WHAT IS NEEDED:
Apart from the pictures, the listing is to be returned exactly.

SOURCE DATA:
***

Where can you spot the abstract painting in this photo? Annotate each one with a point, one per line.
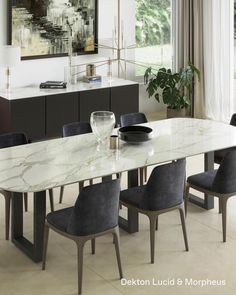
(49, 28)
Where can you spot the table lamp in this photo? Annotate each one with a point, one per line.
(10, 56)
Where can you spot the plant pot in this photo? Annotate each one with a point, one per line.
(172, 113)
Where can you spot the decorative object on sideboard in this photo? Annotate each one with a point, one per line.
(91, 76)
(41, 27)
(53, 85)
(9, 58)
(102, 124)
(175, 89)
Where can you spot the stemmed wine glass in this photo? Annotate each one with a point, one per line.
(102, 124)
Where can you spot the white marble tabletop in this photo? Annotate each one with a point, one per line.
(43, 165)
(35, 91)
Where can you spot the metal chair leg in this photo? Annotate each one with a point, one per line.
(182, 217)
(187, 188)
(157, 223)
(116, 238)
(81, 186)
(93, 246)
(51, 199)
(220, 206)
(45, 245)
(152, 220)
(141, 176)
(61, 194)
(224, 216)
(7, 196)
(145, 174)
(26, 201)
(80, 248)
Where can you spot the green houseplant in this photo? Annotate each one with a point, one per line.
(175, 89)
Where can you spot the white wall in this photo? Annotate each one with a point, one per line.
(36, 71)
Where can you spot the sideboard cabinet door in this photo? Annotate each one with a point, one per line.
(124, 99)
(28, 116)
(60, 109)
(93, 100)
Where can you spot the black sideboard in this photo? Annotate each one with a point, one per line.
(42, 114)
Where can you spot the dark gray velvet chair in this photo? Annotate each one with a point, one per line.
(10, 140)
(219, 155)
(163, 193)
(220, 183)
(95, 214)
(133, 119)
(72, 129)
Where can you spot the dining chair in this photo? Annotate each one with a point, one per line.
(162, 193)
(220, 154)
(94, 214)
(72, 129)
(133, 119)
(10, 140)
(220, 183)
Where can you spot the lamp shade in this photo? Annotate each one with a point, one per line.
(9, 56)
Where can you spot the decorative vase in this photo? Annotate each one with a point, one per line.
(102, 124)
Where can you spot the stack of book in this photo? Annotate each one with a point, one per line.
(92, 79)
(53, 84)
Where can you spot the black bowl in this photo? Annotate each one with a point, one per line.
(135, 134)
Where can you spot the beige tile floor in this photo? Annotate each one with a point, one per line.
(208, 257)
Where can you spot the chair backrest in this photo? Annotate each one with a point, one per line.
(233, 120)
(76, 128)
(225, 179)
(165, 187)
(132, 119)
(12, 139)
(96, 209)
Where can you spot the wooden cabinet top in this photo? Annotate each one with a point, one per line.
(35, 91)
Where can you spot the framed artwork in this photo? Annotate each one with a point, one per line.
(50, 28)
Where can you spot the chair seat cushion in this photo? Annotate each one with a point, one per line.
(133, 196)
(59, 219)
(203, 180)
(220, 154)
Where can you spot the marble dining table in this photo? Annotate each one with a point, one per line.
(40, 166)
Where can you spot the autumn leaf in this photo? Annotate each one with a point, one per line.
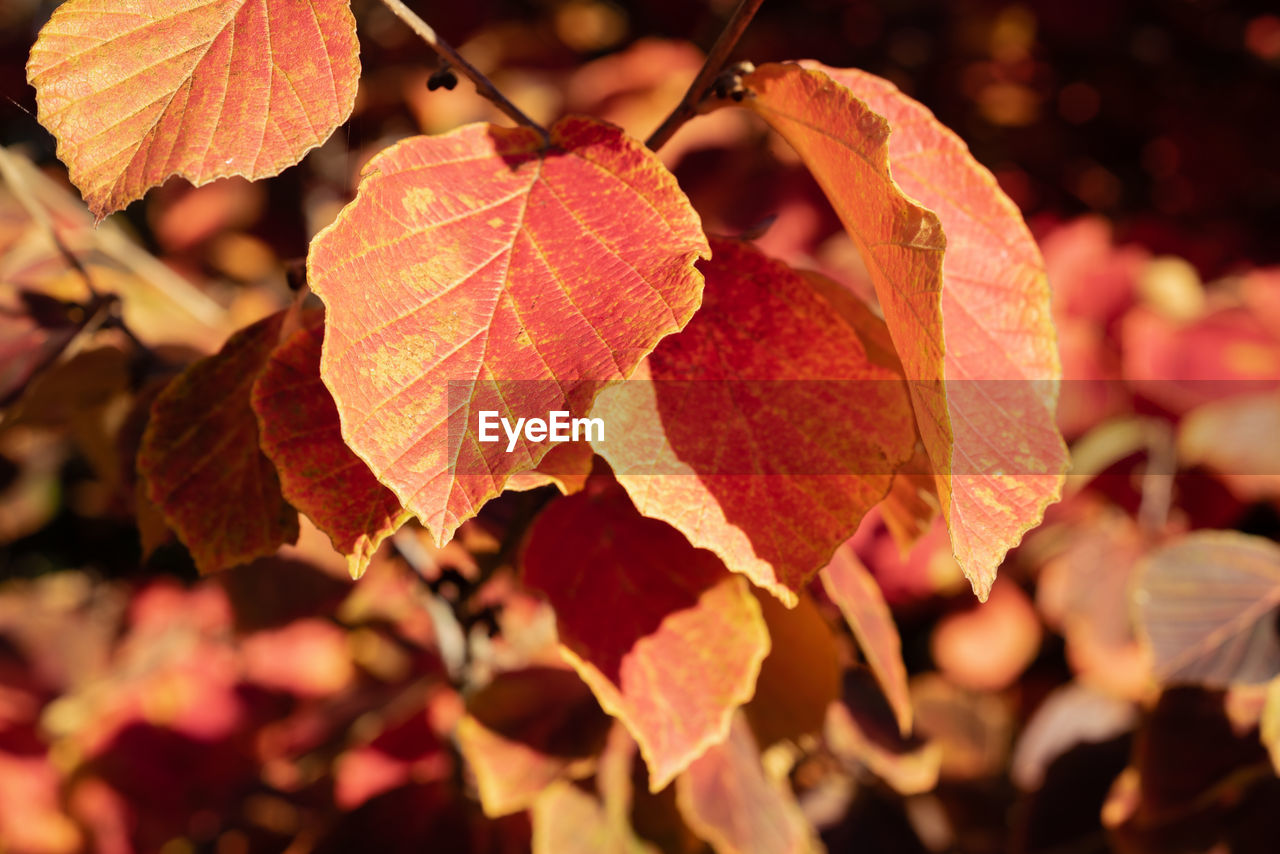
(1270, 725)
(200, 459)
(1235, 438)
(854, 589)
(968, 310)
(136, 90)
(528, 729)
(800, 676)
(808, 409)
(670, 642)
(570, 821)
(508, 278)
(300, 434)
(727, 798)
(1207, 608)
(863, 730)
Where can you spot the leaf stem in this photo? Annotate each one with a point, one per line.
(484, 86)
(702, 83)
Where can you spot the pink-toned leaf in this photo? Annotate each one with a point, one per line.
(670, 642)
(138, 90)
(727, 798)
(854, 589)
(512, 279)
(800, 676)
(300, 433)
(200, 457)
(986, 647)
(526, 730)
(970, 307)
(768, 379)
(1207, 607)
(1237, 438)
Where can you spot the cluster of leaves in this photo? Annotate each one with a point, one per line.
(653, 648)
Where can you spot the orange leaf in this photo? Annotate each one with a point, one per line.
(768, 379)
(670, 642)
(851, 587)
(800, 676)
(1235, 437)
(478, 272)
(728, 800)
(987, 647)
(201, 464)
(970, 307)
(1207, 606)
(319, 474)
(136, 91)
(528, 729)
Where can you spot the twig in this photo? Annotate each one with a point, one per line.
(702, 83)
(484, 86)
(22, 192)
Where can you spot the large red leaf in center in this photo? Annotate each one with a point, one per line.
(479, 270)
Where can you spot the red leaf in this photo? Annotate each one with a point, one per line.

***

ANSWER SPACE:
Where can you spot the abstract painting in this photo? Annotate each one with a point, one per line.
(49, 28)
Where can you spot the table lamp in this photo? Annotate each one with a point, one per line.
(10, 56)
Where can you spot the plant pot in this photo? Annotate each one with a point, one per line.
(172, 113)
Where can you spot the decorative object on sideboard in this photo? Annotate each one with a point, one per line.
(91, 76)
(41, 27)
(53, 85)
(9, 58)
(102, 124)
(175, 89)
Where can you spot the stemmed wine glass in this photo? Annotate each one with a point, one per line.
(102, 124)
Where can you spot the white marble tabletop in this photo? Annotate each one with a point, one per line.
(43, 165)
(35, 91)
Where can you spot the metal chair leg in this photo? Annotate each one with a point, one per line.
(182, 217)
(187, 188)
(157, 223)
(116, 238)
(81, 186)
(93, 246)
(51, 199)
(220, 206)
(45, 245)
(152, 220)
(141, 176)
(61, 194)
(224, 216)
(7, 196)
(145, 174)
(26, 201)
(80, 248)
Where can you spot the green houseplant in this photo? Annotate each one with a point, one per line.
(175, 89)
Where can you spot the white wall in this photo? Annotate each one with a point, one per line.
(36, 71)
Where can you spot the sideboard cabinet door in this photo? Annotate each one with a point, one per line.
(124, 99)
(28, 116)
(60, 109)
(93, 100)
Where can you spot the black sideboard in this photo? Annotate each one with a point, one per line.
(42, 114)
Where can you spot the dark gray velvet chair in this photo? Annotate each one with a point, one per line.
(10, 140)
(219, 155)
(163, 193)
(220, 183)
(95, 214)
(133, 119)
(72, 129)
Where can you spot the dining chair in this photo? Annotate each one with a point, one per line.
(162, 193)
(220, 154)
(94, 214)
(72, 129)
(133, 119)
(10, 140)
(220, 183)
Where can you spot the lamp shade in this photo? Annotate each one with a point, one per line.
(9, 56)
Where can you spot the decorative vase in this photo? Annotate each one with a point, one per line.
(102, 124)
Where can you spot the stack of book in this photo? Annotate each one with a point, one per line.
(92, 79)
(53, 84)
Where can you spot the black bowl in this photo? Annotate each one with a point, one per line.
(135, 134)
Where can you spot the beige tile floor in this photo? Annotate each one with a point, one per line.
(208, 257)
Where can you spot the chair backrest in this photo? Annotate each one with a point, one per line.
(233, 120)
(76, 128)
(225, 179)
(165, 187)
(132, 119)
(12, 139)
(96, 209)
Where can you spot the wooden cabinet top in this photo? Annotate each one with a point, one per line.
(35, 91)
Where can you spot the framed artwork in this photo? Annotate each one with a point, one per line.
(50, 28)
Where can you spot the chair seat cushion in this photo? Annotate each one with a point, one per line.
(133, 196)
(59, 219)
(203, 180)
(220, 154)
Where can you spot the marble dining table in this photo? Annotate each one with a point, one per line.
(40, 166)
Where can you spot the autumn leaf in this photo? Annotate each one with a point, one per line.
(1270, 725)
(200, 459)
(1235, 438)
(854, 589)
(968, 310)
(136, 90)
(528, 729)
(800, 676)
(808, 409)
(670, 642)
(570, 821)
(508, 278)
(300, 434)
(727, 798)
(1207, 608)
(863, 730)
Where can you spot the leaf stem in this photo? Annotate each one with a point, one per line.
(484, 86)
(702, 83)
Where can you spot the pink-toned leaf in this photo? Annotate each one with a point, one per line.
(670, 642)
(138, 90)
(727, 798)
(854, 589)
(512, 279)
(800, 676)
(300, 433)
(200, 457)
(986, 647)
(526, 730)
(970, 307)
(768, 379)
(1207, 607)
(1237, 438)
Where can you spot the cluster of leaves in this photo? Annotate each one with a point, one per line.
(653, 648)
Where can you spot the orange leaf in this photo? Annotate each one with a point, one per line.
(768, 379)
(670, 642)
(851, 587)
(800, 676)
(1235, 437)
(478, 272)
(728, 800)
(987, 647)
(201, 464)
(970, 307)
(1207, 606)
(319, 474)
(136, 91)
(528, 729)
Where can you spot the twig in this photo? Annotate each one with a point, one per line.
(702, 83)
(484, 86)
(22, 192)
Where can you spot the large red leaf in center in this photo? Annotate each one with a point, one per line.
(479, 270)
Where can you spot the red leaf in this photo? Annotate each one with a point, one per line.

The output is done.